GOAL OF THE EXERCISE:
Quote every line of the data below as it stands, omitting pictures.

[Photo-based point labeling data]
○ ○ ○ ○ ○ ○ ○

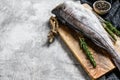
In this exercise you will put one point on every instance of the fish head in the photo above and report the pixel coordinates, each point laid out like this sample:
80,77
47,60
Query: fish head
57,11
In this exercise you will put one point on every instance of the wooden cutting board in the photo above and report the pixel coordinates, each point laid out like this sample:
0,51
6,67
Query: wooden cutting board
104,64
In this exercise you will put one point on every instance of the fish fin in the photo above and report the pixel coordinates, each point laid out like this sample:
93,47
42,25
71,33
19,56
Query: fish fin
117,62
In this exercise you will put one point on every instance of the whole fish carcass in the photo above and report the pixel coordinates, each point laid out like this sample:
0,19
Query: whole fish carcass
85,21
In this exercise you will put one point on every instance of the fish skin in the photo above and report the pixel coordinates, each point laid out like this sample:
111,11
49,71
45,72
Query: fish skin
85,21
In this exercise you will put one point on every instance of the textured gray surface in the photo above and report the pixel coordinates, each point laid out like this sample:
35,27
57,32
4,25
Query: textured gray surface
23,51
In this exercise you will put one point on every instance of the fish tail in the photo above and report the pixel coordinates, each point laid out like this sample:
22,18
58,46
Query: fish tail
117,62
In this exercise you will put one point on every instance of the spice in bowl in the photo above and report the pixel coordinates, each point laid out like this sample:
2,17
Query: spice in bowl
101,7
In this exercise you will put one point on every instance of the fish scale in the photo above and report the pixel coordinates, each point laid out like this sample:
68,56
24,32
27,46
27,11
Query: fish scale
85,21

○ ○ ○ ○ ○ ○ ○

RESULT:
In this exercise you will put one point on every instance of the fish head in the photo above and report the pixel coordinates, each point laid out like this sample:
80,77
47,60
Query: fish head
57,11
In this exercise you will put one point on every instance of the wooden cutting board in the photo above and report the pixel coordinates, each point laid out like this sample:
0,51
6,67
Query: wooden cutting board
104,64
In this exercise you will put one point on every instance of the fish fin in the photo above and report the pixel coordinates, each point laid out like this sample:
93,47
42,25
71,33
19,56
Query: fish fin
117,62
In this exercise you will put one point on every instance of the whole fish carcass in the photo above and report the pixel coordinates, each point laid out like this sample:
0,19
Query: whole fish carcass
85,21
In this exercise you will put one point on every instance of the fish skin in the photo above and report the pixel coordinates, each point laid out like this sample:
111,11
49,71
45,72
Query: fish skin
85,21
In this exercise you will put one point on every instance of the textured gray surface in the photo above and report the pixel coordinates, each point laid out like this sample:
35,27
57,32
4,25
Query: textured gray surface
23,51
In this exercise you will put one point on every instance of the fish tail in the photo above and report the pixel coordinates, each point laid out like this sample:
22,18
58,46
Query: fish tail
117,62
In this exercise you will put one point on every instance of the spice in bowl in the photo above and report the pixel coordinates, each point laid out like this sample:
2,17
Query: spice in bowl
101,7
In this exercise you will put one point on every instance of the fish scale in the photo above and report the pixel coordinates, each point laid out like this sample:
68,56
24,32
27,46
27,11
Query: fish scale
85,21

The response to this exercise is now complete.